Rewrite the listing below, changing every "in this practice" to "in this exercise" and leaving all other text as it is. Omit the pictures from your answer.

— start of The data —

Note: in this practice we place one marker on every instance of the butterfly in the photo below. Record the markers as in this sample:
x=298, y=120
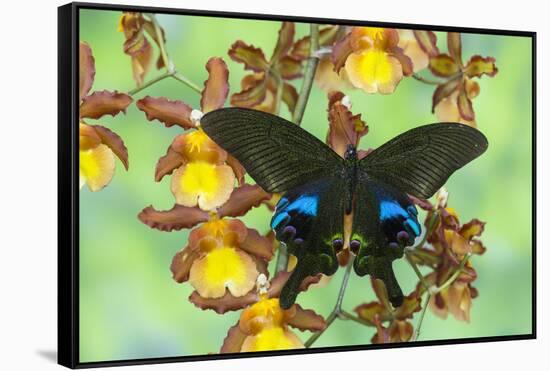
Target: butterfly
x=320, y=187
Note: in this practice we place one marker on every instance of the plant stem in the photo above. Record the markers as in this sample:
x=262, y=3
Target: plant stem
x=432, y=291
x=416, y=333
x=455, y=274
x=160, y=38
x=309, y=74
x=168, y=64
x=337, y=311
x=149, y=83
x=426, y=81
x=347, y=315
x=279, y=95
x=178, y=76
x=282, y=258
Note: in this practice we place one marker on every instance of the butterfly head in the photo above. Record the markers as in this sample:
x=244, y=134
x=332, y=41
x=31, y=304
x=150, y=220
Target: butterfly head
x=351, y=153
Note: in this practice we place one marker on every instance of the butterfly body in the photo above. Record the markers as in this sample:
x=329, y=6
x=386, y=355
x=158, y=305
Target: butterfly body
x=319, y=188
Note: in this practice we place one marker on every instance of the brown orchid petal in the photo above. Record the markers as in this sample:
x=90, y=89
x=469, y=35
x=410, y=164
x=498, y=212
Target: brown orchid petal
x=177, y=218
x=252, y=58
x=474, y=228
x=370, y=311
x=306, y=320
x=443, y=91
x=401, y=331
x=460, y=301
x=411, y=305
x=242, y=200
x=459, y=245
x=412, y=49
x=216, y=87
x=427, y=42
x=454, y=45
x=477, y=247
x=443, y=65
x=327, y=36
x=169, y=112
x=238, y=169
x=229, y=232
x=89, y=138
x=422, y=203
x=290, y=96
x=464, y=105
x=340, y=52
x=149, y=27
x=114, y=142
x=327, y=79
x=250, y=96
x=344, y=128
x=284, y=41
x=257, y=245
x=289, y=68
x=104, y=102
x=182, y=262
x=438, y=304
x=168, y=163
x=224, y=304
x=141, y=52
x=447, y=111
x=478, y=66
x=472, y=88
x=277, y=283
x=405, y=60
x=86, y=69
x=234, y=340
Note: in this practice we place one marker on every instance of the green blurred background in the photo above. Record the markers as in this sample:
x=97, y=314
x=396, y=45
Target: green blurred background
x=129, y=305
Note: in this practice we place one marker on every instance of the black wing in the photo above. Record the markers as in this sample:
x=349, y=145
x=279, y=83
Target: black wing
x=276, y=153
x=309, y=219
x=384, y=222
x=421, y=160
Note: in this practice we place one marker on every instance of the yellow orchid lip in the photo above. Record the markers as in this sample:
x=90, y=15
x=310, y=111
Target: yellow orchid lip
x=223, y=268
x=204, y=184
x=97, y=167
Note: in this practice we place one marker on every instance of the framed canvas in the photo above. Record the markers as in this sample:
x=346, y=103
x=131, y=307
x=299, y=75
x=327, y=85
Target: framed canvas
x=290, y=185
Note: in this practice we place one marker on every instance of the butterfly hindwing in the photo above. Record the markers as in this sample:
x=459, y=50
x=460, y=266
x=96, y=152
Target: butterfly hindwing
x=309, y=220
x=384, y=222
x=421, y=160
x=276, y=153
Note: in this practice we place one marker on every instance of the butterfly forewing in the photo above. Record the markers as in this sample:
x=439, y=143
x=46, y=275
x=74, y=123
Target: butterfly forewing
x=421, y=160
x=276, y=153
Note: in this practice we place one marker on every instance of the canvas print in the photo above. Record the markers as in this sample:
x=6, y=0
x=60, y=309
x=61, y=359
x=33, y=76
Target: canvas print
x=254, y=185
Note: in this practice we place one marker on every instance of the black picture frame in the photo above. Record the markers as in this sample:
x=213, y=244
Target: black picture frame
x=68, y=184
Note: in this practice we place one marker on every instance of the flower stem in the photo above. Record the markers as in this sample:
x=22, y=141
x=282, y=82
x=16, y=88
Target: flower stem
x=337, y=311
x=456, y=273
x=282, y=258
x=160, y=38
x=432, y=291
x=416, y=333
x=168, y=64
x=347, y=315
x=425, y=80
x=149, y=83
x=309, y=74
x=279, y=96
x=178, y=76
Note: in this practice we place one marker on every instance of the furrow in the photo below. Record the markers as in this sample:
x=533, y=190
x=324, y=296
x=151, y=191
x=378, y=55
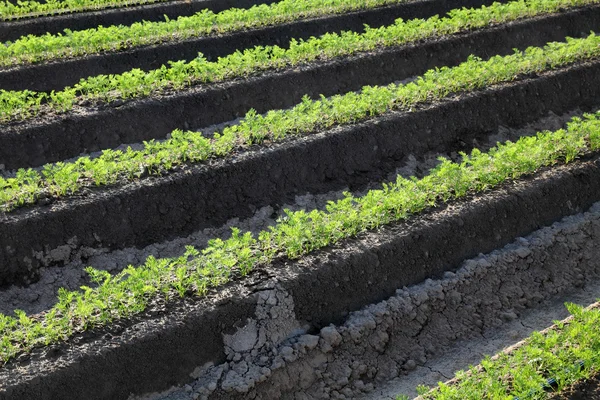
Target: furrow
x=47, y=140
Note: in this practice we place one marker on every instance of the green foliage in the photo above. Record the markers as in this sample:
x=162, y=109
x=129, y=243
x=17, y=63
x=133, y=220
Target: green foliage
x=21, y=105
x=523, y=372
x=114, y=38
x=157, y=158
x=298, y=233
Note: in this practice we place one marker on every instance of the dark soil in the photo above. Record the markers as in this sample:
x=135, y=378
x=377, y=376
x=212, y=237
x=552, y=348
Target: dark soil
x=159, y=349
x=86, y=130
x=55, y=75
x=12, y=30
x=586, y=390
x=157, y=209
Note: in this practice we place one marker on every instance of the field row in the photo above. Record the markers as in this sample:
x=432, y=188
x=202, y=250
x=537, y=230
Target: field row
x=232, y=200
x=158, y=158
x=194, y=273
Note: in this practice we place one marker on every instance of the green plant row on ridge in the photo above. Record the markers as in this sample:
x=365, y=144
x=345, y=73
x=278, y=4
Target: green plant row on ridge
x=568, y=353
x=157, y=158
x=30, y=8
x=22, y=105
x=32, y=48
x=298, y=233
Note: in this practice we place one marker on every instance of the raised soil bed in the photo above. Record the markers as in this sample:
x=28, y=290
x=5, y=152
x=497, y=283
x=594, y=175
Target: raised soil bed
x=157, y=209
x=158, y=350
x=55, y=75
x=57, y=138
x=12, y=30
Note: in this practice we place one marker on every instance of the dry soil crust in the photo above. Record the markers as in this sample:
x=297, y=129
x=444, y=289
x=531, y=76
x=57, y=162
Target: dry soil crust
x=57, y=74
x=157, y=209
x=586, y=390
x=407, y=331
x=160, y=349
x=12, y=30
x=57, y=138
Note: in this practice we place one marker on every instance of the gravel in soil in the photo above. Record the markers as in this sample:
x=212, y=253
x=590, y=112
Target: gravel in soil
x=41, y=295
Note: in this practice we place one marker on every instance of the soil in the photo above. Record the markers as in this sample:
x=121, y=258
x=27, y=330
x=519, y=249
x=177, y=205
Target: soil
x=86, y=129
x=292, y=307
x=41, y=295
x=198, y=197
x=12, y=30
x=55, y=75
x=586, y=390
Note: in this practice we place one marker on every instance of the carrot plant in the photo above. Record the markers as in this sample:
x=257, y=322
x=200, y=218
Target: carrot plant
x=157, y=158
x=113, y=38
x=130, y=291
x=21, y=105
x=31, y=8
x=570, y=352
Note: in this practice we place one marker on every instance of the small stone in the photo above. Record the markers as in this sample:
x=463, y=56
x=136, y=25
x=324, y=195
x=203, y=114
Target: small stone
x=523, y=252
x=309, y=341
x=410, y=365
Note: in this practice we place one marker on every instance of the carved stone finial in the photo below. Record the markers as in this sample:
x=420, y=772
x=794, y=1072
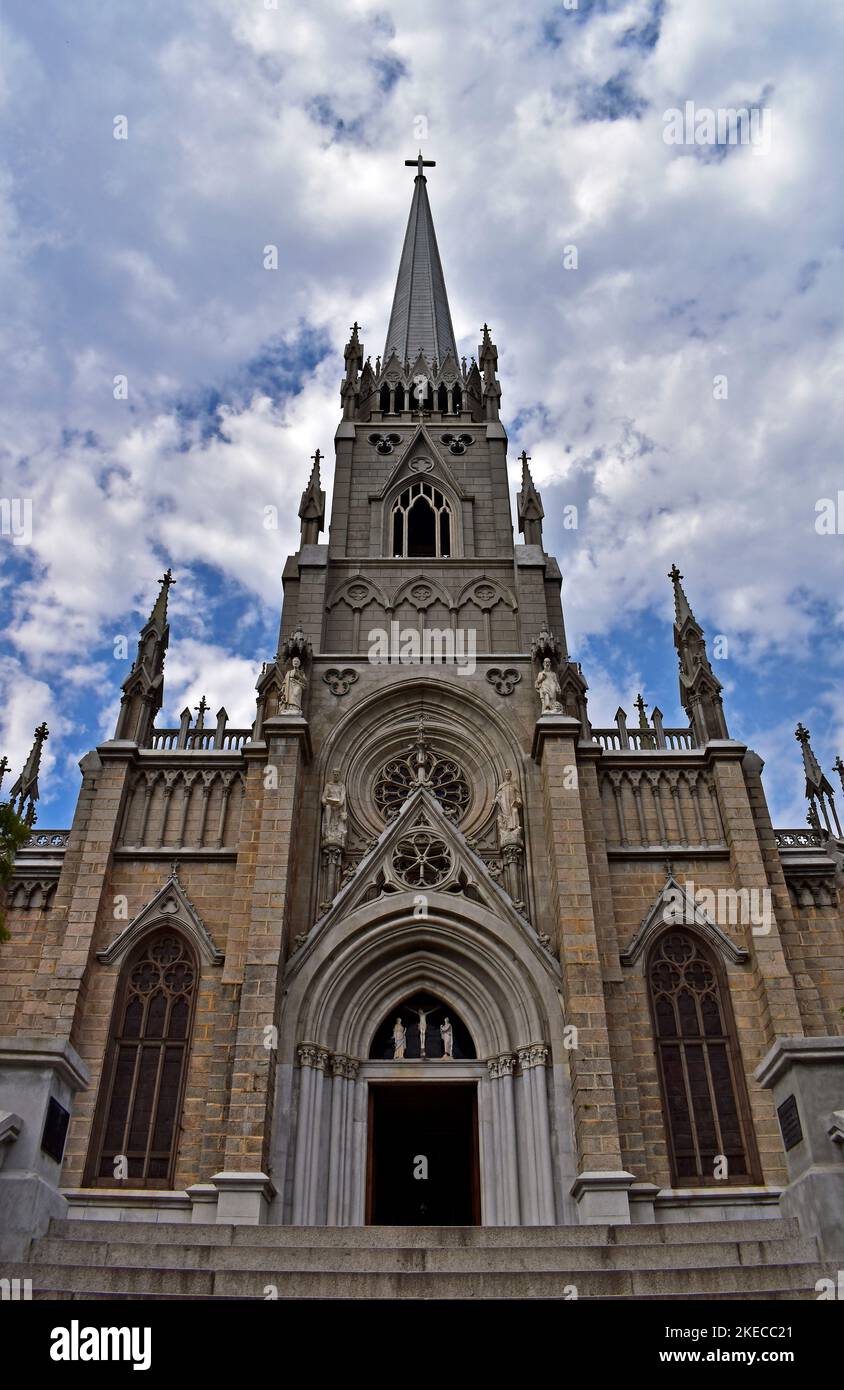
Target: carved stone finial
x=545, y=645
x=296, y=645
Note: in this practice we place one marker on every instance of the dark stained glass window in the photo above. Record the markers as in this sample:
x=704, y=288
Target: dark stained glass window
x=145, y=1070
x=700, y=1068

— end of The data —

Result of this task >>
Note: in this exercise we place one marker on every instance of the butterfly in the photo below. Record the markers as in this sample:
x=298, y=120
Target: butterfly
x=320, y=187
Note: in this exercise we place one marker on every instance of the plant stem in the photo above. Record the markers as in this sample:
x=262, y=3
Target: plant stem
x=432, y=291
x=416, y=333
x=455, y=274
x=160, y=38
x=309, y=74
x=168, y=64
x=337, y=311
x=149, y=83
x=426, y=81
x=347, y=315
x=279, y=95
x=178, y=76
x=282, y=258
Note: in this exercise we place one marker on every instance of the butterfly head in the photo above. Record the markers as in this sample:
x=244, y=134
x=332, y=41
x=31, y=304
x=150, y=220
Target: butterfly head
x=351, y=153
Note: in this exercise we place one marker on every instance of the butterfly body in the photo above. Record the markers as in this sample:
x=329, y=6
x=386, y=355
x=158, y=305
Target: butterfly body
x=319, y=188
Note: in this exercise we place one marker on every instance of the brown orchid petal in the photo above. Record the markers as in this sample:
x=90, y=89
x=469, y=35
x=410, y=164
x=498, y=212
Target: brown orchid petal
x=177, y=218
x=252, y=58
x=474, y=228
x=370, y=311
x=306, y=320
x=443, y=91
x=401, y=331
x=460, y=301
x=411, y=305
x=242, y=200
x=459, y=245
x=412, y=49
x=216, y=87
x=427, y=42
x=454, y=45
x=477, y=247
x=443, y=65
x=327, y=36
x=169, y=112
x=238, y=169
x=229, y=232
x=89, y=138
x=422, y=203
x=290, y=96
x=464, y=105
x=340, y=52
x=149, y=27
x=114, y=142
x=327, y=79
x=250, y=96
x=344, y=128
x=284, y=41
x=257, y=245
x=289, y=68
x=104, y=102
x=182, y=262
x=438, y=304
x=168, y=163
x=224, y=304
x=141, y=52
x=447, y=111
x=478, y=66
x=472, y=88
x=277, y=283
x=405, y=60
x=86, y=69
x=234, y=340
Note: in this exercise we place one marker on every instance of the green blurred background in the photo above. Record the markers as in this sample:
x=97, y=314
x=396, y=45
Target: green blurred background
x=129, y=305
Note: in this exercise we place one marker on every instance of the black wing in the photo above. Record the markers as in this sample:
x=349, y=145
x=279, y=83
Target: black wing
x=276, y=153
x=309, y=219
x=384, y=222
x=421, y=160
Note: in this exercise we place one marker on every instance of the yellow orchid lip in the photo above. Record the markers as in this sample:
x=90, y=15
x=310, y=111
Target: yellow orchid lip
x=223, y=268
x=204, y=184
x=97, y=167
Note: in this exercise we place one marker on every instance of the framed canvas in the photo above. Record the markers as in this sample:
x=346, y=103
x=131, y=307
x=299, y=75
x=327, y=85
Target: framed canvas
x=290, y=185
Note: in this exercise we place one marker on every instance of the butterfly hindwing in the photo above. Record the markers as in this sample:
x=459, y=50
x=460, y=266
x=96, y=152
Target: butterfly hindwing
x=309, y=220
x=384, y=222
x=421, y=160
x=276, y=153
Note: in this exercise we place one marker on every instance of the butterfly forewing in the photo above. Record the markers as in this sample:
x=439, y=143
x=46, y=275
x=74, y=123
Target: butterfly forewing
x=421, y=160
x=276, y=153
Note: in this exercise we place one marker on every instance of the canvas print in the photo above. Record the markers as in this sample:
x=6, y=0
x=60, y=309
x=61, y=359
x=33, y=76
Target: canvas print
x=254, y=185
Note: in this exercise we place one marker on every instance of the black picture frame in the photo above. Record the markers as in this sample:
x=213, y=244
Target: black picture frame
x=68, y=184
Note: in this exercise we place one marker on every instance of the flower stem in the photo above. Record the markers as in this sample:
x=22, y=141
x=282, y=82
x=16, y=88
Target: flower stem
x=337, y=311
x=456, y=273
x=282, y=258
x=160, y=38
x=432, y=291
x=416, y=333
x=168, y=64
x=347, y=315
x=425, y=80
x=149, y=83
x=309, y=74
x=279, y=96
x=178, y=76
Note: in this exercise we place one marker on every instance of the furrow in the photo below. Record the markers as in this sample:
x=533, y=190
x=324, y=296
x=151, y=191
x=378, y=55
Target: furrow
x=47, y=140
Note: in this exercise we place one marker on every instance of the green foliage in the photo above. Record the markers as in this sample:
x=162, y=109
x=129, y=243
x=17, y=63
x=133, y=220
Target: green foliage
x=21, y=105
x=523, y=372
x=114, y=38
x=157, y=158
x=298, y=233
Note: in this exercise we place one marker on every instance of the dark soil in the photo above. Record the markers as in this sample:
x=135, y=378
x=377, y=376
x=212, y=237
x=552, y=348
Target: dark soil
x=159, y=349
x=86, y=130
x=55, y=75
x=12, y=30
x=586, y=390
x=157, y=209
Note: in this exercise we place one marker on every instance of the field row in the photo above. Record the markers as in this sample:
x=432, y=188
x=202, y=250
x=537, y=230
Target: field row
x=232, y=200
x=158, y=158
x=194, y=273
Note: in this exercise we place one marker on every instance of the green plant row on ridge in the photo above. Record the markers as in this sample:
x=365, y=144
x=345, y=73
x=278, y=4
Target: green plant row on ridge
x=568, y=353
x=157, y=158
x=30, y=8
x=22, y=105
x=32, y=48
x=298, y=233
Note: in this exercise we place one marker on every instance of the raised soil bed in the photo above. Record the markers as in this sample:
x=28, y=290
x=5, y=152
x=497, y=283
x=594, y=175
Target: raised soil bed
x=157, y=209
x=158, y=350
x=55, y=75
x=57, y=138
x=12, y=30
Note: in this exercise we place one marker on every instance of the dry soil crust in the photo above. Record the markers as in this sample:
x=297, y=129
x=444, y=289
x=531, y=76
x=57, y=162
Target: dry soil crust
x=57, y=74
x=157, y=209
x=586, y=390
x=407, y=331
x=160, y=349
x=12, y=30
x=57, y=138
Note: in this exercise we place one marker on every instance of the gravel in soil in the photo above. Record the markers as in this sample:
x=212, y=253
x=590, y=112
Target: gravel in soil
x=41, y=295
Note: in this exercise we place one marker on every instance of the soil in the photo above. Record the markers as in this sample:
x=121, y=258
x=27, y=330
x=519, y=249
x=177, y=205
Target: soil
x=86, y=129
x=292, y=307
x=41, y=295
x=198, y=197
x=12, y=30
x=55, y=75
x=586, y=390
Note: in this exercise we place one marker on every instance of the carrot plant in the photo above. Record the markers as in this sample:
x=257, y=322
x=200, y=218
Target: carrot plant
x=157, y=158
x=113, y=38
x=130, y=291
x=21, y=105
x=31, y=8
x=570, y=352
Note: in this exercise we place one marker on every instance of the small stone in the photo above. Record the markers as in this sample:
x=463, y=56
x=136, y=25
x=324, y=195
x=203, y=114
Target: small stone
x=523, y=252
x=309, y=341
x=410, y=365
Note: in this exercise we place one marker on every instance of the carved stone finial in the photo below. Record the markers as in this sample:
x=420, y=772
x=794, y=1072
Target: carved stone finial
x=545, y=645
x=296, y=645
Note: in this exercise we place one marker on every instance of the dark stained glass window in the photo above. Record the markers as in this sample:
x=704, y=288
Target: dark stained glass window
x=145, y=1070
x=700, y=1068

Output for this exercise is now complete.